**Job**
Render the records as a Markdown table with columns Row and Text, starting at the line containing "Segment every instance of the bare tree." and ending at the last line of the records, both included. Give each line a row number and leave out blank lines.

**Dataset content**

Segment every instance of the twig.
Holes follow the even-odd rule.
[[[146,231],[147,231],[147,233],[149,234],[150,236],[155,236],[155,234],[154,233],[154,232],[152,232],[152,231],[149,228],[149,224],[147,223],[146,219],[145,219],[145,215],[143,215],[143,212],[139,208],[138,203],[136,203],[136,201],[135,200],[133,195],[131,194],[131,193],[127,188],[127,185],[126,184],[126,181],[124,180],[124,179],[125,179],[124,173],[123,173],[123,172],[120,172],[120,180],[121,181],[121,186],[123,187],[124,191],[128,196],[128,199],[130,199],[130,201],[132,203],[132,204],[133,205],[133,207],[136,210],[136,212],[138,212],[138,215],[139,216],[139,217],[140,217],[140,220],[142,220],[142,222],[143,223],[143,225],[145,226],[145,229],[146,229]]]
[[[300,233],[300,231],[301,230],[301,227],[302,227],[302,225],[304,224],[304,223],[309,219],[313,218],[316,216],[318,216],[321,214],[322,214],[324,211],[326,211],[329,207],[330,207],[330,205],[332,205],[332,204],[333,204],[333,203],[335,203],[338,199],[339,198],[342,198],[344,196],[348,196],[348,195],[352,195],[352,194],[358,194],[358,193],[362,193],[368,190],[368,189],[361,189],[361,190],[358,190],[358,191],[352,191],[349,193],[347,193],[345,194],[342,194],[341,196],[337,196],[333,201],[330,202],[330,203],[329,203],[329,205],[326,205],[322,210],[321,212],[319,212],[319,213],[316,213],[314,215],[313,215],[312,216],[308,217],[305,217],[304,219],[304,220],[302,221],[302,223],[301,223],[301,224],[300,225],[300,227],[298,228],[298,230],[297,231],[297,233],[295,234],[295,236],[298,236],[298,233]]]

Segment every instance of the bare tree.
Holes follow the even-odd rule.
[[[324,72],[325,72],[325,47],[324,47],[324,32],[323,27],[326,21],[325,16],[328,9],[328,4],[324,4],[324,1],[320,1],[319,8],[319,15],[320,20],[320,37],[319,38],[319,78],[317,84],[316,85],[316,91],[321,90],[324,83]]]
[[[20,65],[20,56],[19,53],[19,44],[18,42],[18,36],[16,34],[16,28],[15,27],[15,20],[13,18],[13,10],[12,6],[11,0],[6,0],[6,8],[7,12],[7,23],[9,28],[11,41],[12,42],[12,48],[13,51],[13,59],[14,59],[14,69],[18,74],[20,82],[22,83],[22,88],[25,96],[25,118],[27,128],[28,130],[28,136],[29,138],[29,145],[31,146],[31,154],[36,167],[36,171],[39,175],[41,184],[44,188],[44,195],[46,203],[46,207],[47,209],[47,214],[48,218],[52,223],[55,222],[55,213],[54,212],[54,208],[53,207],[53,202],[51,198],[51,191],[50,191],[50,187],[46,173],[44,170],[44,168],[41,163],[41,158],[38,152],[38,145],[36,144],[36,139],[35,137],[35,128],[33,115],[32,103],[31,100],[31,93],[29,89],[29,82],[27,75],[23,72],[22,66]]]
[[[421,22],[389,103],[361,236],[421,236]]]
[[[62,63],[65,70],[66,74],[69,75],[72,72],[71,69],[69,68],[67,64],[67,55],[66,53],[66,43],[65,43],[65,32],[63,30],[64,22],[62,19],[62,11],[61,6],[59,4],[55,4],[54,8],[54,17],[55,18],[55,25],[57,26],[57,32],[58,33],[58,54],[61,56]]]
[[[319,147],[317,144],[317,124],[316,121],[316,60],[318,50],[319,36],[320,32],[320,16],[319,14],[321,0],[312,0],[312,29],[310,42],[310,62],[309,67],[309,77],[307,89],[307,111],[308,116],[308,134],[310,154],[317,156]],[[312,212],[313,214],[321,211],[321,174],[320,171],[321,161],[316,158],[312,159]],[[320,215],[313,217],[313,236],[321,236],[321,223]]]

**Problem solution**
| Row | Text |
|---|---|
| 1 | Segment every instance of the bare tree. |
| 2 | Holes follow the even-odd rule. |
| 3 | [[[324,72],[325,72],[325,47],[324,47],[324,32],[323,27],[326,21],[325,16],[328,9],[328,4],[324,4],[324,1],[320,1],[319,8],[319,15],[320,20],[320,37],[319,38],[319,78],[317,84],[316,85],[316,91],[321,90],[324,83]]] |
| 4 | [[[20,65],[20,56],[19,53],[19,44],[18,42],[18,36],[16,34],[16,28],[15,27],[15,20],[13,18],[13,10],[12,6],[11,0],[6,0],[6,8],[7,12],[7,23],[9,28],[11,41],[12,42],[12,48],[13,51],[13,59],[14,59],[14,69],[18,74],[20,82],[22,83],[22,88],[25,96],[25,118],[27,128],[28,130],[28,136],[29,138],[29,145],[31,146],[31,154],[36,167],[36,171],[39,175],[41,184],[44,188],[44,195],[46,203],[46,207],[47,209],[47,214],[48,218],[52,223],[55,222],[55,213],[54,212],[54,208],[53,207],[53,202],[51,198],[51,191],[50,191],[50,187],[46,173],[44,170],[44,168],[41,163],[41,158],[38,152],[38,145],[36,144],[36,139],[35,137],[35,128],[33,115],[32,103],[31,100],[31,93],[29,89],[29,82],[27,75],[23,72],[22,66]]] |
| 5 | [[[421,22],[389,103],[361,236],[421,236]]] |
| 6 | [[[62,63],[65,70],[66,74],[69,75],[72,72],[71,69],[69,68],[67,64],[67,55],[66,53],[66,43],[65,43],[65,32],[63,30],[64,22],[62,19],[62,11],[61,6],[59,4],[55,4],[54,8],[54,17],[55,18],[55,25],[57,26],[57,32],[58,33],[58,54],[61,56]]] |
| 7 | [[[319,147],[317,144],[317,124],[316,121],[316,60],[318,50],[319,36],[320,32],[320,16],[319,14],[321,0],[312,0],[312,29],[310,42],[310,62],[309,67],[309,77],[307,89],[307,111],[308,116],[308,134],[310,154],[317,156]],[[312,212],[313,214],[321,211],[321,174],[320,171],[321,161],[316,158],[312,159]],[[320,215],[313,217],[313,236],[321,236],[321,223]]] |